TASK DIRECTIONS: Can you show every line in the rows below that contains the word "Target", copying each one unchanged?

DATA PROVIDED:
· · · ·

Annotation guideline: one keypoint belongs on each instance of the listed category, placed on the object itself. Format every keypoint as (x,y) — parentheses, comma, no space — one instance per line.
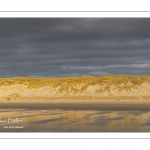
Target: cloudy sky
(57,47)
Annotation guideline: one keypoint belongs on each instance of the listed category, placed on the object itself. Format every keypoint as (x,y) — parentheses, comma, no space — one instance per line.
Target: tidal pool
(58,120)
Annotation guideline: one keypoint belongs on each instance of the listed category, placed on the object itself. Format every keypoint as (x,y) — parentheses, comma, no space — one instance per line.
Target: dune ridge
(83,87)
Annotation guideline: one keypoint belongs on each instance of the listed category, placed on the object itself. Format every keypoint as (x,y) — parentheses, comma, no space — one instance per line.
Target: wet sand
(78,105)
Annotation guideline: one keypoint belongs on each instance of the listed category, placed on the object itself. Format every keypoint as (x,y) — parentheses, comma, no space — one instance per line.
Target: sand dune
(86,87)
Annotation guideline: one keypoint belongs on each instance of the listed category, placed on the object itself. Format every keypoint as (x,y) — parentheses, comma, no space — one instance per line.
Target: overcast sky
(57,47)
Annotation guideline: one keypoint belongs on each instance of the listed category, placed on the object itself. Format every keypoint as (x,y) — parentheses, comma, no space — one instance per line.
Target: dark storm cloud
(74,46)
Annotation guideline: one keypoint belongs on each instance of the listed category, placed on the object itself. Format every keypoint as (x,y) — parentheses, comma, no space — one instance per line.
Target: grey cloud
(74,46)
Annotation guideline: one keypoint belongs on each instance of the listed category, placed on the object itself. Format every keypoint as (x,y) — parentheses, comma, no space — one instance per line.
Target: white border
(74,135)
(106,6)
(74,5)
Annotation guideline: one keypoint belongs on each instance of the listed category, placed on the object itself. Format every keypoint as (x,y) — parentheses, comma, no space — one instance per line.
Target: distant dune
(84,87)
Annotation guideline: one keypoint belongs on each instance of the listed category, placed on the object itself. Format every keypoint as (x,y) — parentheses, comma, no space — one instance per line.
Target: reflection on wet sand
(57,120)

· · · ·

ANSWER TO THIS TASK:
Target: cloudy sky
Target: tidal pool
Target: dune ridge
Target: wet sand
Target: sand dune
Target: overcast sky
Target: dark storm cloud
Target: grey cloud
Target: white border
Target: distant dune
Target: reflection on wet sand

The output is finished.